▸ Given request: Give the listing below as a Markdown table with columns Row and Line, from the line containing "Security feed analysis: the operator needs to locate low" through the end of the listing, both ends included. Number each line in Row and leave out blank lines.

# start of Task material

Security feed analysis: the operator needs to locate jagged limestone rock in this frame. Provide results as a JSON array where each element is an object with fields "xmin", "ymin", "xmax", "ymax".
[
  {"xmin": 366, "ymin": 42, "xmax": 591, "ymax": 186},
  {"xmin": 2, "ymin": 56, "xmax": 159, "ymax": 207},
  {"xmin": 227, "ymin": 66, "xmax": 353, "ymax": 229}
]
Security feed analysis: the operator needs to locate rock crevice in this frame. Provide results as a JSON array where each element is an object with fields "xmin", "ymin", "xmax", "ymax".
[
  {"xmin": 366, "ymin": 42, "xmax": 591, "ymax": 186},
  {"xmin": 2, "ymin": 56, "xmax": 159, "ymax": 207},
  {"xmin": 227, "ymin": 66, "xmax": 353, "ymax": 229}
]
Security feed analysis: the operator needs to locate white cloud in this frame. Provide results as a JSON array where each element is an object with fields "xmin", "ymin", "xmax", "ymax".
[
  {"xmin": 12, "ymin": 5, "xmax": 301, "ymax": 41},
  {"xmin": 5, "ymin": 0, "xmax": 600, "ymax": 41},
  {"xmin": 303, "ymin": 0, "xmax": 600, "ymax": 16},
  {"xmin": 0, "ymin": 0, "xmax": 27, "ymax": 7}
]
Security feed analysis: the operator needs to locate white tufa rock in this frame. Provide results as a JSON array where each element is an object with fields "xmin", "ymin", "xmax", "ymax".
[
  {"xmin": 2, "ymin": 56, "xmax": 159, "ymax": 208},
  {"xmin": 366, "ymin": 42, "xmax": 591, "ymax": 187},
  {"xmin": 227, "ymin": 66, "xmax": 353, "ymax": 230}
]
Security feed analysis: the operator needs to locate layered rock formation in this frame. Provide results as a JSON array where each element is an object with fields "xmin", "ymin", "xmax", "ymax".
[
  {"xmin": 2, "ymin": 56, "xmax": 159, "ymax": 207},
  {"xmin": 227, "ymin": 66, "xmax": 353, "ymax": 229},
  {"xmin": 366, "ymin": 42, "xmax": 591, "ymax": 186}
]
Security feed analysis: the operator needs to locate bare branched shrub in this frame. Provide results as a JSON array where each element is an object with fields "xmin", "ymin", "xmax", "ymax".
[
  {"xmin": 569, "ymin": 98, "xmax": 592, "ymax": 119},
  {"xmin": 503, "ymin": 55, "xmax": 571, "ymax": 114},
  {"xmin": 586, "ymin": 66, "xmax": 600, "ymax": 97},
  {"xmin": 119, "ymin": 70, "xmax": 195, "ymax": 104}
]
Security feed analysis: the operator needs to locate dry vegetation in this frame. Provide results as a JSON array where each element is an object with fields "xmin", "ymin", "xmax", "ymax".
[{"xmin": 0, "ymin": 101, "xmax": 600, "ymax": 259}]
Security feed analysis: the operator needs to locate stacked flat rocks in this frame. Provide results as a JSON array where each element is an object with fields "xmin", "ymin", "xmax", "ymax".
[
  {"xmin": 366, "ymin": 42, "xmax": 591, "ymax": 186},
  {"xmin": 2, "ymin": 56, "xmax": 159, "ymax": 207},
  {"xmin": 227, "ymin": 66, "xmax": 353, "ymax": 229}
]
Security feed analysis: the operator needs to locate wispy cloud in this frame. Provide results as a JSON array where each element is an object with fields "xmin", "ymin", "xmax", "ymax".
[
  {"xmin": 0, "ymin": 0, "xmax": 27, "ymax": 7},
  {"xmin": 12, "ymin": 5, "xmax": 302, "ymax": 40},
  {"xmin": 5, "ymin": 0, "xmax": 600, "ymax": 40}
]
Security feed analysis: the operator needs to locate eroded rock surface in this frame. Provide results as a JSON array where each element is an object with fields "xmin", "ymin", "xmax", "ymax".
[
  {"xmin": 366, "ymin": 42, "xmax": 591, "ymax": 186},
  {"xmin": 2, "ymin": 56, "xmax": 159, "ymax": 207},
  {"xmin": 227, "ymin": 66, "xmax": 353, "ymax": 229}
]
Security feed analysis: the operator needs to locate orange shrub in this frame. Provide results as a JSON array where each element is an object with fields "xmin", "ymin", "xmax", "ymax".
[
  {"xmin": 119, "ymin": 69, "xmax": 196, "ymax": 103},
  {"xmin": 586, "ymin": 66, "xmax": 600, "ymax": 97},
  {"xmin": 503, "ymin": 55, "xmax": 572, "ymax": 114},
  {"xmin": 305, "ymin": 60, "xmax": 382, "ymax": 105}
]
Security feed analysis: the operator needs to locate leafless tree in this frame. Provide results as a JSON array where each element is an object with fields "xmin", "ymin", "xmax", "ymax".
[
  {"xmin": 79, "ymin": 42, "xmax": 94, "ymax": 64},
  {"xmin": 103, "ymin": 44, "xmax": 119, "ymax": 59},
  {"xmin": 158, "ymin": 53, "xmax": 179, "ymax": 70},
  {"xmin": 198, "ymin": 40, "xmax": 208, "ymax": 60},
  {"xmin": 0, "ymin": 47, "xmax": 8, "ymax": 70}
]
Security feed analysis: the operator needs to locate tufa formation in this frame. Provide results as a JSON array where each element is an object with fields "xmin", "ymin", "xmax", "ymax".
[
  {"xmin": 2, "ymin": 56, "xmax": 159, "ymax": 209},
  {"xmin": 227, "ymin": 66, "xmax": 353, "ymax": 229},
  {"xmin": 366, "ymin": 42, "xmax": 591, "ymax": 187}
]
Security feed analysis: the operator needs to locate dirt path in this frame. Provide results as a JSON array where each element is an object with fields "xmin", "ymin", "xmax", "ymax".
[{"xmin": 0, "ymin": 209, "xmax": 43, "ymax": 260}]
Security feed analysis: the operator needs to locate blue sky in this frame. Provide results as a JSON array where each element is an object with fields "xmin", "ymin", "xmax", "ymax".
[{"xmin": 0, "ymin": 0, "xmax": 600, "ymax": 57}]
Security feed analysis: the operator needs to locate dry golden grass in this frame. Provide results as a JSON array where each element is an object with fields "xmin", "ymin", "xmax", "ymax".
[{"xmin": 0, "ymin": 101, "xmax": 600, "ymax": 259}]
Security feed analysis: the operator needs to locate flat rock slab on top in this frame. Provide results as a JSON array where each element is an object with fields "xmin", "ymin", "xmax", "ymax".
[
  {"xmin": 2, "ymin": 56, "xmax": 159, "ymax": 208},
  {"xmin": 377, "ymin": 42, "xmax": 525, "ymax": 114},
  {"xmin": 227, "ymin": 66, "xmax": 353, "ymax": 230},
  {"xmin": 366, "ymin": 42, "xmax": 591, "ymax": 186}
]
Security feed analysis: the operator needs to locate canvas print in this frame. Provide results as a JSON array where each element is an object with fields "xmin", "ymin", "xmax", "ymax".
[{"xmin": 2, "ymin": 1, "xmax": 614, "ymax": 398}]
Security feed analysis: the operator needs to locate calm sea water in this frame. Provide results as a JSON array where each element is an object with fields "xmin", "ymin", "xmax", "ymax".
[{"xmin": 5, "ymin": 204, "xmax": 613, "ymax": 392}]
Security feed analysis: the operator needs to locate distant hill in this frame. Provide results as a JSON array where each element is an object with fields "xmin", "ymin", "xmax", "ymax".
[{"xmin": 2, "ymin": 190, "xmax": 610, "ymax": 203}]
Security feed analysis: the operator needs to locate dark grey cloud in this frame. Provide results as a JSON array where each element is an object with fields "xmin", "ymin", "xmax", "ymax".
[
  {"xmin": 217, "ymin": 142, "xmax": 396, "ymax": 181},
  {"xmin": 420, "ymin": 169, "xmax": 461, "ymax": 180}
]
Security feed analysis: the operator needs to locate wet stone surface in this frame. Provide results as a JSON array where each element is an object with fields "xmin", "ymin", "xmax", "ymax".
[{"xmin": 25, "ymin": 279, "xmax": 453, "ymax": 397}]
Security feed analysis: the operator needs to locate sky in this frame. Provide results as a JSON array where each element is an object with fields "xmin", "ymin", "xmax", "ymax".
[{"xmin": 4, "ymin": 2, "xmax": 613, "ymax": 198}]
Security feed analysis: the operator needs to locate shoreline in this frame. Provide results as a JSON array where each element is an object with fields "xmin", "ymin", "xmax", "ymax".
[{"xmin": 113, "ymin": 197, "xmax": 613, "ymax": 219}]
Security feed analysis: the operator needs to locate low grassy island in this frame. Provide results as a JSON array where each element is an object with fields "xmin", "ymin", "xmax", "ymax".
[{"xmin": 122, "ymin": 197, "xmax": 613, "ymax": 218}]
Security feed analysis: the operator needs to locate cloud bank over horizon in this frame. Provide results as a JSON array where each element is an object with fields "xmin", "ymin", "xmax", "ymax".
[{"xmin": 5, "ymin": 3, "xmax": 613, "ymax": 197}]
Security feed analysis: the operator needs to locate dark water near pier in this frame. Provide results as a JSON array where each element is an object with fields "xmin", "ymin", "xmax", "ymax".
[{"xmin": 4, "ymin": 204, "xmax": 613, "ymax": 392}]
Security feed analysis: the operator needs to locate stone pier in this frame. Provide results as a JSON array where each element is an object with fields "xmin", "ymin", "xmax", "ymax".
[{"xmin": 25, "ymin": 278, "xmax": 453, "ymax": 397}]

# end of Task material

▸ Finished answer:
| Row | Line |
|---|---|
| 1 | Security feed analysis: the operator needs to locate low grassy island in this frame. Provide results as a JSON array where each element is an object with fields "xmin", "ymin", "xmax", "ymax". |
| 2 | [{"xmin": 122, "ymin": 197, "xmax": 613, "ymax": 218}] |
| 3 | Security feed analysis: the operator needs to locate cloud bank over horizon in this frame. Provide results as a JSON array where each element is an object with fields "xmin", "ymin", "xmax", "ymax". |
| 4 | [{"xmin": 5, "ymin": 3, "xmax": 613, "ymax": 197}] |
| 5 | Security feed analysis: the operator needs to locate dark water near pier in this frame. Provide results as a JSON array where each element is an object with fields "xmin", "ymin", "xmax", "ymax". |
| 6 | [{"xmin": 4, "ymin": 204, "xmax": 613, "ymax": 392}] |
| 7 | Security feed analysis: the operator needs to locate stone pier in this frame. Provide results as a JSON array where each element is an object with fields "xmin", "ymin", "xmax", "ymax". |
| 8 | [{"xmin": 25, "ymin": 278, "xmax": 453, "ymax": 397}] |